> Extrait du texte:
---

Le CETA, cheval de troie d’un TTIP moribond
Maude Barlow en est convaincue : « Le Canada est aujourd’hui dévasté par plus de 20 années de libre-échange. Le gentil Canada que les Européens ont en tête n’existe plus depuis longtemps. ». Les négociateurs du CETA le savent et ne se privent pas de jouer avec cette image pour faire passer la pilule. Au début des années 1990, il y avait encore 26% d’emplois dans l’industrie. Aujourd’hui, il n’en reste plus que 11%. Les entreprises nord-américaines se sont délocalisées vers le Mexique et 43 000 sociétés états-uniennes ont fait le siège du Canada. Les inégalités sociales ont littéralement explosé.
Sous l’emprise de l’accord commercial signé avec les Etats-Unis et le Mexique en 1994, les Canadiens font depuis longtemps la douloureuse expérience de l’ISDS, ce système judiciaire privé qui permet aux entreprises d’attaquer les États qui prennent des lois contraires à leur business. Ils ont déjà dû débourser plus de 1,7 milliards de dollars pour payer des dommages et intérêts à des multinationales. L’entreprise Lilly, leader mondial de la production de médicaments, demande par exemple 500 millions de dollars d’argent public pour le non renouvellement du brevet d’un de ses produits.

---

> Consigne 1: Traduisez en anglais cette phrase du texte sur le CETA : « Les inégalités sociales ont littéralement explosé. »
> Consigne 2: Poursuivez le texte sur le CETA et le libre-échange au Canada, à partir de sa dernière phrase.

> Extraits d'un jeu de données:
---

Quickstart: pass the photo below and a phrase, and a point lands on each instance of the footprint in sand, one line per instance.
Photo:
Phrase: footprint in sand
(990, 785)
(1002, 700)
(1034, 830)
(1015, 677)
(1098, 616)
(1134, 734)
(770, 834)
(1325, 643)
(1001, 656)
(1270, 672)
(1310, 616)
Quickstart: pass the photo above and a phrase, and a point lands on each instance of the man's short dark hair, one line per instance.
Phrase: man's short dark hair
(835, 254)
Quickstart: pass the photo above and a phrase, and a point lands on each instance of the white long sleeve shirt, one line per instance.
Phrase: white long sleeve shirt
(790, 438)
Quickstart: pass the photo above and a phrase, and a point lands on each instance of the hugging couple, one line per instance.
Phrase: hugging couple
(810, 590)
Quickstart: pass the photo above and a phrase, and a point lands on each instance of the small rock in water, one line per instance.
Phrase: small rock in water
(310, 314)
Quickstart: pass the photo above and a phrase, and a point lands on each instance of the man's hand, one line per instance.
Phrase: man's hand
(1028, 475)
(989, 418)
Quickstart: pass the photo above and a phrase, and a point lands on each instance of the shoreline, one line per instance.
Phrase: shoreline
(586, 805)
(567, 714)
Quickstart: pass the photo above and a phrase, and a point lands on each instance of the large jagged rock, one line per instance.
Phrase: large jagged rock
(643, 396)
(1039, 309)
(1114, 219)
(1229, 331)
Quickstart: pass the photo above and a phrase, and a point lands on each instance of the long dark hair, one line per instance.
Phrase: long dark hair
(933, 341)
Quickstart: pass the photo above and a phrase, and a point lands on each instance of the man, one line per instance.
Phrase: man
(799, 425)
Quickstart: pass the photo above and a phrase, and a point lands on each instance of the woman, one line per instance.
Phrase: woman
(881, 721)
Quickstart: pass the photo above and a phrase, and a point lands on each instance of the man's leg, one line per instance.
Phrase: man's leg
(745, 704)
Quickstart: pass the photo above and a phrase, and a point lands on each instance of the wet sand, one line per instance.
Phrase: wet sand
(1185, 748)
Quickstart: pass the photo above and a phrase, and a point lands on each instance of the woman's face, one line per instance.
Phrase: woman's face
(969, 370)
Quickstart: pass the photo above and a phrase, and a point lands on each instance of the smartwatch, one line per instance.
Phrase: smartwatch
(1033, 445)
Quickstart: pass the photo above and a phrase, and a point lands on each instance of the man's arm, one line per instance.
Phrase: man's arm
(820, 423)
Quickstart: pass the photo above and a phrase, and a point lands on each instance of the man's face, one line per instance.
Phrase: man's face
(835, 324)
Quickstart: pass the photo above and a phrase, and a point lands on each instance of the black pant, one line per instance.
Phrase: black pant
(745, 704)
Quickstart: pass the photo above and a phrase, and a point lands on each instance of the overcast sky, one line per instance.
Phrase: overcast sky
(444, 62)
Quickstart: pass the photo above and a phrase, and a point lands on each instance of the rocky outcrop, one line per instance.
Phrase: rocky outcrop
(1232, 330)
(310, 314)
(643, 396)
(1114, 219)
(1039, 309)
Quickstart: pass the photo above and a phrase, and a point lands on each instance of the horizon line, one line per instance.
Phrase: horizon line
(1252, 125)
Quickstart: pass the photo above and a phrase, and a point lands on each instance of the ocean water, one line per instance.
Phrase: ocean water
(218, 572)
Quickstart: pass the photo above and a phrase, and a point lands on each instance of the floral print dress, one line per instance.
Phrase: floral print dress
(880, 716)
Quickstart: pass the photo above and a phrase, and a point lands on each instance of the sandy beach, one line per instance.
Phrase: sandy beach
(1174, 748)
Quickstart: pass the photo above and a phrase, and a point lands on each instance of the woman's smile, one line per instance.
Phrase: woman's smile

---

> Réponse rédigée 1: Social inequality has literally exploded.

> Réponse rédigée 2:
Incapable d’affronter la concurrence américaine, l’agriculture familiale s’est effondrée au bénéfice des fermes-usines. Les outils de régulation des marchés, comme le Wheat Board, ont été démantelés. À leur place, les « factory farms » ont poussé comme des champignons vénéneux, faisant du Canada le troisième plus grand producteur mondial d’aliments à base d’OGMs. L’élevage de porc est tellement concentré autour du lake Winnipeg que cette réserve d’eau douce, la dixième plus importante de la planète, n’est plus buvable.
Il y a urgence à lutter contre le CETA, qui viendra très certainement à l’agenda du Parlement européen avant la fin de l’année 2016. Il doit être considéré comme le cheval de Troie des multinationales qui vont l’utiliser pour remplacer l’accord TTIP, dont on voit de plus en plus qu’il a du plomb dans l’aile. Les entreprises américaines basées au Canada sont dans les starting-blocks, prêtes à partir à l’assaut de réglementations européennes qui leur semblent trop contraignantes.